Supplied records:
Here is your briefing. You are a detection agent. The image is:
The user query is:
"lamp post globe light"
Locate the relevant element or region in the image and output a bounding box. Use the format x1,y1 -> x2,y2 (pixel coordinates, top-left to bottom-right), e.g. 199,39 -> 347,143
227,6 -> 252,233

What you should do:
Can you render the listing above as a JSON array of strings, one string per line, with any blank lines omitted?

Solution for this task:
[
  "Here is your briefing. You are a detection agent. The image is:",
  "The user query is:",
  "\"lamp post globe light\"",
  "Locate the relevant element or region in the image and output a bounding box. Use the format x1,y1 -> x2,y2 (pixel coordinates, top-left to bottom-right), e.g. 199,39 -> 347,143",
  "227,6 -> 252,233"
]